The 2000 nm Si@Cu electrode, on the other hand, deviates significantly from the expected trend: instead of higher impedance and a more diffusion-controlled reaction, the Nyquist spectrum appears compressed and does not show the expected broadening of the low-frequency range. This suggests that, at this thickness, the electrode is no longer homogeneously electrochemically active, but rather that only a few effective transport pathways or a reduced, electrically poorly connected volume dominate the measured impedance. Taken together, the impedance spectra indicate a transition from predominantly capacitive interfacial behaviour with increasing diffusion contributions at intermediate thicknesses, to a regime in which the electrochemical response is governed by localized transport processes. The underlying structural origin of this transition is addressed in the post-mortem analysis discussed below. Equivalent circuit fits are provided in the SI (see Fig. S4).

GIVEN PROBLEM 1
In the Si@Cu impedance text, where are the equivalent circuit fits given?
GIVEN PROBLEM 2
According to the Si@Cu impedance text, why does the 2000 nm electrode seem to no longer be homogeneously electrochemically active?

DATA ENTRIES
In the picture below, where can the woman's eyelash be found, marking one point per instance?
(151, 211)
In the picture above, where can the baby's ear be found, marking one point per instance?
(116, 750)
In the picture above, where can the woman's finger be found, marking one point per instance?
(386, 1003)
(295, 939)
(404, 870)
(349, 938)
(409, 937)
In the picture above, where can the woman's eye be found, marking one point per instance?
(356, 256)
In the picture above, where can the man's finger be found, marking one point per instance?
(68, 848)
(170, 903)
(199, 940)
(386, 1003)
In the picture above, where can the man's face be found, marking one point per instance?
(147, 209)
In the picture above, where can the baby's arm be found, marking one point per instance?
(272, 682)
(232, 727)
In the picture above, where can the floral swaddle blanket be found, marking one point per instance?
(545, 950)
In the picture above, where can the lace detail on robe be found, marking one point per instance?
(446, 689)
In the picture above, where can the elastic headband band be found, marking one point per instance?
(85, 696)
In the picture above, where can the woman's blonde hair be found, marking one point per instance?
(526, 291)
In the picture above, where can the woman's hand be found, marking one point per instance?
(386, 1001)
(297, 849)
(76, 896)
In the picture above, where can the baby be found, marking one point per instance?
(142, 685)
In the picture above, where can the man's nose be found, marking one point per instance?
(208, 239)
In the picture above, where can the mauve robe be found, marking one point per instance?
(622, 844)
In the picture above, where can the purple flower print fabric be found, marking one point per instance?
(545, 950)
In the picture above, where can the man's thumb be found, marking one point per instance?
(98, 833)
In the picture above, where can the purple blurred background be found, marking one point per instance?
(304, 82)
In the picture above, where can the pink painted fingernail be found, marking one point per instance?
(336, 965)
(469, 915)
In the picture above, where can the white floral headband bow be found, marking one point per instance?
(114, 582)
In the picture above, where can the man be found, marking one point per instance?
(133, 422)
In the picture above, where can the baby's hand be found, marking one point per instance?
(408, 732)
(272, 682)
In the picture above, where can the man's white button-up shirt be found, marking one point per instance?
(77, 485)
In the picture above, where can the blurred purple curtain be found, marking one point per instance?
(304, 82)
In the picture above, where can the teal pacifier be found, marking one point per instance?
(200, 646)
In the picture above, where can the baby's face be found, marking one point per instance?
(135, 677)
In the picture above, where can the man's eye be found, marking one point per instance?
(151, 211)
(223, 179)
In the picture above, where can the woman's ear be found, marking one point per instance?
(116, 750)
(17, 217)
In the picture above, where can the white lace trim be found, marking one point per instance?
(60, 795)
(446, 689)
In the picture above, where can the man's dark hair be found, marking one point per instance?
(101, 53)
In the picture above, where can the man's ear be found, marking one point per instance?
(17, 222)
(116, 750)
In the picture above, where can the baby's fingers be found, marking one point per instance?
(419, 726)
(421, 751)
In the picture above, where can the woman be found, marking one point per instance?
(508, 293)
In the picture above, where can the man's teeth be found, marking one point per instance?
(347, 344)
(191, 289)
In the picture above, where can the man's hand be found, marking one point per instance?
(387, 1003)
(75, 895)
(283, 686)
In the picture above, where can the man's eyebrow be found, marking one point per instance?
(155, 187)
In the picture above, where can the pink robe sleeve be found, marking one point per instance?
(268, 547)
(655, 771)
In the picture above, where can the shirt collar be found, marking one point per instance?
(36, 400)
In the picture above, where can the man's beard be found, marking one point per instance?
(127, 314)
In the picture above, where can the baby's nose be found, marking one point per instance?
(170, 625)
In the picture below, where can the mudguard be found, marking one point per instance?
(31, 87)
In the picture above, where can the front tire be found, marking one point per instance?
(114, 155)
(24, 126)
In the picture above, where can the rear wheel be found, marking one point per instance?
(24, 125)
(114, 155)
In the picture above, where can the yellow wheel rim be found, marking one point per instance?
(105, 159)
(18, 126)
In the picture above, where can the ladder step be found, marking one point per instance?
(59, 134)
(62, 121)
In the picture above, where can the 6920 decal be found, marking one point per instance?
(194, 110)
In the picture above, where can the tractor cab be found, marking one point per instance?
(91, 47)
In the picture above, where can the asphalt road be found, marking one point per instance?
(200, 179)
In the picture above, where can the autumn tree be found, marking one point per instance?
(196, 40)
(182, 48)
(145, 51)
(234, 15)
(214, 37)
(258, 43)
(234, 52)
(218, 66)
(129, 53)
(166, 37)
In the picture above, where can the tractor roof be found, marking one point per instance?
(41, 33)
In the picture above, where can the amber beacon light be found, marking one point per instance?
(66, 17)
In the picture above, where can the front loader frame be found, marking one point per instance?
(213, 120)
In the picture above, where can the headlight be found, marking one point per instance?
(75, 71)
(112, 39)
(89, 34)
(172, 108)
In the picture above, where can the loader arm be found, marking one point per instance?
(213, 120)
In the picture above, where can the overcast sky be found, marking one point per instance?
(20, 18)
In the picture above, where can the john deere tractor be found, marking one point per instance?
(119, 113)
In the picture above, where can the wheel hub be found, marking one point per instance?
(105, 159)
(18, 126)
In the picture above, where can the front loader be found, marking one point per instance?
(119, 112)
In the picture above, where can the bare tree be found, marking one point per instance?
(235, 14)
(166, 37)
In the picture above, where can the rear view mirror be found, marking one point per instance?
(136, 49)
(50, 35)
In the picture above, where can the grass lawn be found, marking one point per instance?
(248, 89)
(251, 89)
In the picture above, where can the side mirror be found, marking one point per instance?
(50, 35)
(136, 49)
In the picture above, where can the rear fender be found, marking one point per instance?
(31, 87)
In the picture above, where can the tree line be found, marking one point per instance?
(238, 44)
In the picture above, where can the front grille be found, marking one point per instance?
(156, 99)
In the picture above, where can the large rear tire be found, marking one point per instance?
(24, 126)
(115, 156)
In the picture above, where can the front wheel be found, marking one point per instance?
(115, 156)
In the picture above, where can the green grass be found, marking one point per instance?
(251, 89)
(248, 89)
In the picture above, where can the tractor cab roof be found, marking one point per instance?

FINAL ANSWER 1
In the SI, in Fig. S4.

FINAL ANSWER 2
Its Nyquist spectrum does not follow the expected trend of higher impedance and a more diffusion-controlled reaction. Instead, the spectrum looks compressed and lacks the expected broadening of the low-frequency range. This suggests that only a few effective transport pathways, or a reduced and poorly connected volume, dominate the measured impedance.